### Brief
Rewrite every line from the one containing "Where can you see the fluffy" through the last line of the records, that line included, keeping the requests and increasing both values of every coordinate pair by 44.

### Records supplied
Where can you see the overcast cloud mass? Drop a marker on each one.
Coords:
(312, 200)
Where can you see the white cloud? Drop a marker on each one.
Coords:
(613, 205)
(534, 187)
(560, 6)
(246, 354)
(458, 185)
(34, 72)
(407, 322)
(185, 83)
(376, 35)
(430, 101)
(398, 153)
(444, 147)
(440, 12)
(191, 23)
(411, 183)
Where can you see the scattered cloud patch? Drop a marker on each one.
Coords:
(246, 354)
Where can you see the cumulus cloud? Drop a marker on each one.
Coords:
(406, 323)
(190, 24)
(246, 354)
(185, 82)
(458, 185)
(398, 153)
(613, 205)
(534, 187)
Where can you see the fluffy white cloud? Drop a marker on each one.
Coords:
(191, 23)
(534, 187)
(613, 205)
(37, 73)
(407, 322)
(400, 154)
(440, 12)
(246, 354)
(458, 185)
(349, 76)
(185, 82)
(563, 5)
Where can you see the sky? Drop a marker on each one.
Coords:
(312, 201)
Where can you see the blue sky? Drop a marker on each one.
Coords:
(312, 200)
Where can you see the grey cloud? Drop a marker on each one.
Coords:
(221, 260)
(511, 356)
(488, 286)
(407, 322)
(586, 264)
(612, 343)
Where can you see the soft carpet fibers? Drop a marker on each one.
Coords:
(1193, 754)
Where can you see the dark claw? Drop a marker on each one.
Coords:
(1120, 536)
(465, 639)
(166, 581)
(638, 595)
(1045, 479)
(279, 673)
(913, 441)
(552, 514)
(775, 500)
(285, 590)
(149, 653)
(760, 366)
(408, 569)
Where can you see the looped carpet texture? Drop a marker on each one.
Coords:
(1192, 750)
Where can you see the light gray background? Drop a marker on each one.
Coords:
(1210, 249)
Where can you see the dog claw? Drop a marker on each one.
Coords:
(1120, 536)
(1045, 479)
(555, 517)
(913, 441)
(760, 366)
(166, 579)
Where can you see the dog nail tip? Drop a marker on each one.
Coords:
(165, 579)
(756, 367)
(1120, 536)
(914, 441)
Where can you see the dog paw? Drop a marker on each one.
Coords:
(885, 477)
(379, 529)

### Reply
Where can you see the fluffy white cloud? Drop a marker on each one.
Coords:
(235, 67)
(578, 231)
(657, 249)
(81, 117)
(451, 366)
(444, 198)
(484, 56)
(290, 398)
(502, 229)
(393, 120)
(229, 126)
(607, 49)
Where can you see the sky? Drop a marker on each one.
Coords:
(356, 245)
Where can you see the blue sky? Drop a marker on each one.
Coords:
(356, 244)
Where can you see the grey cloud? Drop a marker on each one.
Coords:
(265, 304)
(555, 400)
(532, 330)
(451, 366)
(630, 308)
(656, 387)
Where can you see the soft carpet fibers? Drop a marker on each one.
Coords:
(1237, 798)
Where can you see the dark claw? Drop a marker on each one.
Coords:
(1164, 580)
(509, 683)
(210, 625)
(682, 639)
(1089, 523)
(323, 717)
(957, 485)
(596, 558)
(819, 544)
(329, 634)
(193, 697)
(804, 410)
(452, 613)
Where can you see the looped carpet texture? Drop a marker on each one.
Coords:
(1236, 794)
Where can you see the light gray background? Drop a marker on each one.
Coords:
(1254, 293)
Where can you see the dog claw? Drop a marker on each one.
Coords:
(1164, 580)
(1089, 523)
(599, 561)
(957, 485)
(804, 410)
(210, 623)
Where can you see the dog nail tip? Drop a marker on each one.
Coords:
(209, 623)
(800, 411)
(1164, 580)
(958, 485)
Where can you see the dog paw? Drop a marker on each one.
Coords:
(929, 521)
(423, 573)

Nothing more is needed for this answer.